** Supplied information follows **

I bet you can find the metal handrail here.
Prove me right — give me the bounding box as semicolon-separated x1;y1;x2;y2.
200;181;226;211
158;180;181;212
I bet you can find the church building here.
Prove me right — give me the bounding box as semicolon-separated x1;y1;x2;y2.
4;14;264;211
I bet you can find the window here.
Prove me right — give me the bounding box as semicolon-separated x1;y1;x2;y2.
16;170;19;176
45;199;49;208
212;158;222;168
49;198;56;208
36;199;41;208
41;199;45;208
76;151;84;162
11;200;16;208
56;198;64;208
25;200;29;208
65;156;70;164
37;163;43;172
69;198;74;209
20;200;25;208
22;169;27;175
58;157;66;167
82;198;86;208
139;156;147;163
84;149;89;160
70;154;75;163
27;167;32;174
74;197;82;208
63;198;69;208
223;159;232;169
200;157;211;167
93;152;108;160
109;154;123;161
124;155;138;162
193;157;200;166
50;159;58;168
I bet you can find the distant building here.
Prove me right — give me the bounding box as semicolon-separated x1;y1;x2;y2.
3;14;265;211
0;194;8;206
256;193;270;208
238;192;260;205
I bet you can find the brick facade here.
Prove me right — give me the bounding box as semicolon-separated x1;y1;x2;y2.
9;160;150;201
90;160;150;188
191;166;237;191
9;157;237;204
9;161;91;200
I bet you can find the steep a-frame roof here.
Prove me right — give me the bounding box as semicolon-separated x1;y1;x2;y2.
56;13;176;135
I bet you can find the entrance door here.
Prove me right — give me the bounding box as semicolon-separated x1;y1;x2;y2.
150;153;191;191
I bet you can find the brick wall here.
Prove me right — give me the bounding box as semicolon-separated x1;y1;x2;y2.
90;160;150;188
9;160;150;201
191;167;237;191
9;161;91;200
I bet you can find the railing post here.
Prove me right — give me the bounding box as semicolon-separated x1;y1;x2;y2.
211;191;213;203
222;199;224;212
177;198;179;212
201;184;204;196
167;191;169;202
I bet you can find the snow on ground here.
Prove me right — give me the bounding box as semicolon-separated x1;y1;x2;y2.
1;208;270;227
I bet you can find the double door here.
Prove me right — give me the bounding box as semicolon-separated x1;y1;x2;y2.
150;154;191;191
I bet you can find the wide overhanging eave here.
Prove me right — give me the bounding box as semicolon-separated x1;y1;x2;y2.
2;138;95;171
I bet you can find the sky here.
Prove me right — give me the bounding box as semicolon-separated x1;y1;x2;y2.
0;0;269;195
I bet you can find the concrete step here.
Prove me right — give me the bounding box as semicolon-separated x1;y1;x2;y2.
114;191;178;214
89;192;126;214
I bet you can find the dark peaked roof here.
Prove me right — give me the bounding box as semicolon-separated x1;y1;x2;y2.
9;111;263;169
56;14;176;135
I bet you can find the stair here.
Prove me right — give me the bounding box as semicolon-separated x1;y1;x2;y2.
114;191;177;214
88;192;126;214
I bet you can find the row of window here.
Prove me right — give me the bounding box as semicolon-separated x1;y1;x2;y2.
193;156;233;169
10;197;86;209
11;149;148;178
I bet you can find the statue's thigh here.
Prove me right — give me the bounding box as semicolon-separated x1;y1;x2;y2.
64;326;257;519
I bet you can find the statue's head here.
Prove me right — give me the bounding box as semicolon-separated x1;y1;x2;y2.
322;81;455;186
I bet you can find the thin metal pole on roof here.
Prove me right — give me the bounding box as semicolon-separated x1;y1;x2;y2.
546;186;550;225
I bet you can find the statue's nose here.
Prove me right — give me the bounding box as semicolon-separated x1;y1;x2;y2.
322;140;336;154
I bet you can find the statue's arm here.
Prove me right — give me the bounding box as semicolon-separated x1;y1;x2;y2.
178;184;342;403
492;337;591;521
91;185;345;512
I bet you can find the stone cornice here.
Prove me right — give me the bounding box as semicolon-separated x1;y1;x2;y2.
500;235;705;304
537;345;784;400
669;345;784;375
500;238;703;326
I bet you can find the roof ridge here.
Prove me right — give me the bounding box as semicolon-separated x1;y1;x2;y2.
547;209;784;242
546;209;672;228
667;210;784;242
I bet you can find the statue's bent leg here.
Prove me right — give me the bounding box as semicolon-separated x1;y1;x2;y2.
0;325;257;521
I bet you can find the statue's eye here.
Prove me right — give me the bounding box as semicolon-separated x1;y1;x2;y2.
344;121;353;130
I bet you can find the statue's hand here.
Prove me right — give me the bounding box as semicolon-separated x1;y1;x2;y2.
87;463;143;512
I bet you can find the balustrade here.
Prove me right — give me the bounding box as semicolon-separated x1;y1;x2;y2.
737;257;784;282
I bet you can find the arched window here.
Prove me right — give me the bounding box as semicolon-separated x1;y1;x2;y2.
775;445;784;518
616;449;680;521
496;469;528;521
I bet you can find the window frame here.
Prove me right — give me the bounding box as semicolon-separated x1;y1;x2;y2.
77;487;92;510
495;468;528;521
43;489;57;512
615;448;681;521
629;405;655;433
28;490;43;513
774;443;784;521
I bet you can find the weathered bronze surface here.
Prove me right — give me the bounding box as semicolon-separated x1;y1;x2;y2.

** End of Supplied information **

Could you restate every entry above word for word?

## Response for this exercise:
I bet you can find the metal handrail here.
Prove me right — give me the bounding box as semicolon-separated x1;y1;x2;y2.
200;181;226;211
158;180;181;212
I bet you can find the church building here.
Prove me right — give me the bounding box as semicolon-separated x1;y1;x2;y2.
4;14;264;211
I bet you can find the window here.
Prove me right — give me the bounding box as semicolon-separated x1;y1;x2;y2.
16;170;19;176
45;199;49;208
212;158;222;168
49;198;56;208
36;199;41;208
41;199;45;208
76;151;84;162
11;200;16;208
56;198;64;208
25;200;29;208
65;156;70;164
37;163;43;172
69;198;74;209
20;200;25;208
22;169;27;175
58;157;66;167
82;198;86;208
139;156;147;163
84;149;89;160
70;154;75;163
27;167;32;174
74;197;82;208
63;198;69;208
223;159;232;169
200;157;211;167
93;152;108;160
109;154;123;161
124;155;138;162
193;157;200;166
50;159;58;168
I bet you can find the distant building here.
Prove me right — give me the bounding box as semicolon-separated x1;y1;x2;y2.
3;14;265;211
0;194;8;206
256;193;270;208
238;192;260;205
I bet you can find the brick facade here.
Prove me right — give me the bounding box as semicolon-separated x1;y1;x2;y2.
9;160;150;201
90;160;150;188
191;166;237;191
9;157;237;204
9;161;91;200
I bet you can find the steep a-frame roof here.
Prove me right — give me the bounding box as semicolon-separated x1;y1;x2;y2.
56;13;176;135
I bet you can find the entrance door here.
Prove me right — give me the bounding box as semicolon-separated x1;y1;x2;y2.
150;153;191;191
I bet you can find the brick wall here.
Prove me right — give me the bounding box as semicolon-separated x1;y1;x2;y2.
90;160;150;188
9;160;150;201
191;167;237;191
9;161;91;200
I bet you can find the railing post here.
Prove me right — give me the bounding box as semicolon-separated x1;y1;x2;y2.
211;191;213;203
222;199;224;212
177;198;179;212
201;184;204;196
167;191;169;202
I bet you can find the snow on ground here.
Prove me right — give me the bounding box as semicolon-separated x1;y1;x2;y2.
1;208;270;227
I bet you can find the double door here.
Prove me right — give me the bounding box as semicolon-separated x1;y1;x2;y2.
150;154;191;191
I bet you can find the wide overhanging eave here.
Prove me right — give me the bounding box as semicolon-separated x1;y1;x2;y2.
2;138;95;171
I bet you can find the sky here.
Prove me right — give me the bounding box as semicolon-separated x1;y1;x2;y2.
0;0;269;195
I bet you can find the concrete step here.
Prove me right — give me the bounding box as semicolon-separated x1;y1;x2;y2.
114;191;178;214
89;192;126;214
I bet you can find the dark peaked roof here.
Prove me right — give me the bounding box as semicolon-separated x1;y1;x2;y2.
9;111;263;169
56;14;176;135
I bet you can find the stair here.
Prove me right — give me the bounding box as semicolon-separated x1;y1;x2;y2.
114;191;177;214
88;192;126;214
I bet you can find the row of window here.
Prove me right — give me the bounding box as semicolon-separated x1;y1;x2;y2.
193;156;233;169
10;197;86;209
11;149;148;178
I bet you can find the statue's thigh here.
Prove me right — give me the bounding box as semicolon-separated x1;y1;x2;y2.
64;326;257;519
I bet you can find the statue's head here.
Prove me right — give me the bounding box as semicolon-separated x1;y1;x2;y2.
322;81;455;186
I bet you can find the thin metal pole on roof here.
Prove me right — give me the bounding box as semicolon-separated x1;y1;x2;y2.
546;186;550;225
I bet you can find the statue's nose here.
Prove me right — give me the bounding box as semicolon-separated x1;y1;x2;y2.
322;140;336;154
I bet you can find the statue's arm here.
Prove me right — give me the bounding box as semicolon-separated x1;y1;x2;y2.
178;184;342;403
492;337;591;521
91;185;345;512
I bet you can find the stone cornice here.
Prove me right — give me the bounding box as semicolon-separated x1;y1;x2;y2.
500;235;705;304
537;345;784;400
669;345;784;375
500;238;703;326
I bet you can find the roof ridge here.
Prove me right — give me the bounding box as semicolon-separated x1;y1;x2;y2.
547;209;784;242
546;209;672;228
667;210;784;242
I bet you can find the statue's bent leg here.
Prove me right — give me the bounding box as semicolon-separated x1;y1;x2;y2.
0;325;257;521
I bet you can find the statue's eye here.
Prove me right — give me the bounding box as semicolon-separated x1;y1;x2;y2.
344;121;353;130
I bet you can find the statue's hand here.
Prove me right — give me the bounding box as semicolon-separated x1;y1;x2;y2.
87;463;143;512
I bet you can find the balustrade here.
Prove me right — give me the bounding box as semicolon-separated x1;y1;x2;y2.
737;257;784;282
I bet you can find the arched window here.
Prove me right — give me the bounding box as semicolon-separated x1;y1;x2;y2.
775;445;784;518
616;449;680;521
496;469;528;521
I bet you can find the window frame here.
Prove me right — give me the bounding box as semicolon-separated x1;y1;x2;y2.
77;487;92;510
495;468;528;521
43;489;57;512
615;448;681;521
629;405;655;433
28;490;43;513
774;443;784;521
I bet you can find the weathered bronze surface here.
Prove me right — give me the bounding box as semicolon-separated x1;y1;x2;y2.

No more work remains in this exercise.